**What needs to be done:**
All of the data is to be written out again exactly, without the pictures.

[Collected data entries]
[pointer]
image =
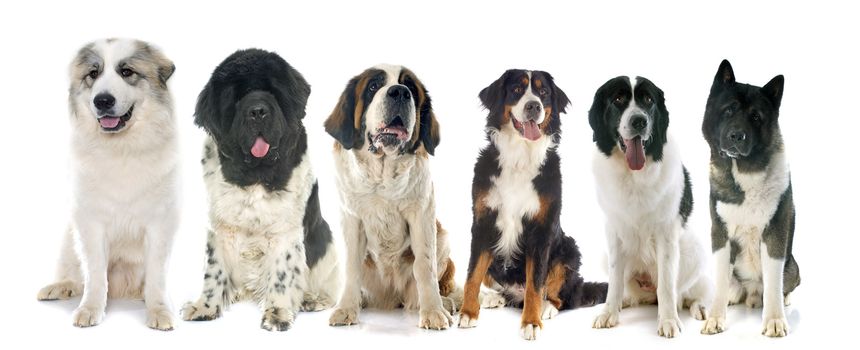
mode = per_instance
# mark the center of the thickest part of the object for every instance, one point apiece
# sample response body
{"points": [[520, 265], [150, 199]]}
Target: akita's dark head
{"points": [[741, 120]]}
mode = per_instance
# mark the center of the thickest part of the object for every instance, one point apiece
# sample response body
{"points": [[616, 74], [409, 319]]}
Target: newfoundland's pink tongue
{"points": [[530, 130], [109, 122], [635, 153], [260, 147]]}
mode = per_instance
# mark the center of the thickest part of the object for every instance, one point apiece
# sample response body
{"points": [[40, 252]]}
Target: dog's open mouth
{"points": [[110, 123], [391, 134], [528, 129], [634, 152]]}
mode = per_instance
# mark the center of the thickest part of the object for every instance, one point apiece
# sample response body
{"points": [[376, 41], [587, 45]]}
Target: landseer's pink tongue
{"points": [[260, 147], [109, 122], [530, 130], [635, 153]]}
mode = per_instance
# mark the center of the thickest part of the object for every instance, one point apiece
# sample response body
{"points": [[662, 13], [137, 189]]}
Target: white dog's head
{"points": [[119, 82]]}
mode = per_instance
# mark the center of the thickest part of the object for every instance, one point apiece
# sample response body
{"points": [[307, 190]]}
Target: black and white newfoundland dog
{"points": [[518, 246], [267, 241], [645, 192]]}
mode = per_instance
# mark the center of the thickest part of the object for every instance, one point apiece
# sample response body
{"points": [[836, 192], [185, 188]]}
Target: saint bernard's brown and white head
{"points": [[385, 110]]}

**Finished task:**
[pointer]
image =
mode = per_instance
# mark the center of the thickest part of the object for every instance, one point apiece
# sample response body
{"points": [[520, 265], [150, 199]]}
Target: akita's dark head
{"points": [[741, 120]]}
mode = per_instance
# mark the center of the thickest part of the object for every instance, one point apiece
# sample response body
{"points": [[616, 74], [409, 319]]}
Target: newfoundland's pink tongue
{"points": [[530, 130], [109, 122], [635, 153], [260, 147]]}
mode = per_instance
# mark the center of the thickest part of the object for every instance, one point apiece
# sample response body
{"points": [[40, 252]]}
Target: dog's open mouth
{"points": [[110, 123], [391, 134], [528, 129], [634, 152]]}
mode = per_instance
# mark the center of the thickest part of the object for every instance, one point apiece
# sample response body
{"points": [[376, 41], [587, 45]]}
Target: landseer's pink tongue
{"points": [[260, 147], [109, 122], [530, 130], [635, 153]]}
mode = per_instance
# mark the center of the thickest part of the object for every instance, one point apiece
# sample response body
{"points": [[662, 13], [137, 189]]}
Target: white dog's head
{"points": [[119, 82]]}
mode = per_instance
# mark the center of the thickest part of the object for every instance, one point apiece
# sample response body
{"points": [[307, 190]]}
Target: black and white newfoundland dog
{"points": [[518, 246], [267, 241], [645, 192]]}
mode = per_instance
# mark the center of the thickest part of the object for every instance, one point apiece
# sample response body
{"points": [[836, 192], [185, 188]]}
Target: saint bernard's brown and white head
{"points": [[385, 110]]}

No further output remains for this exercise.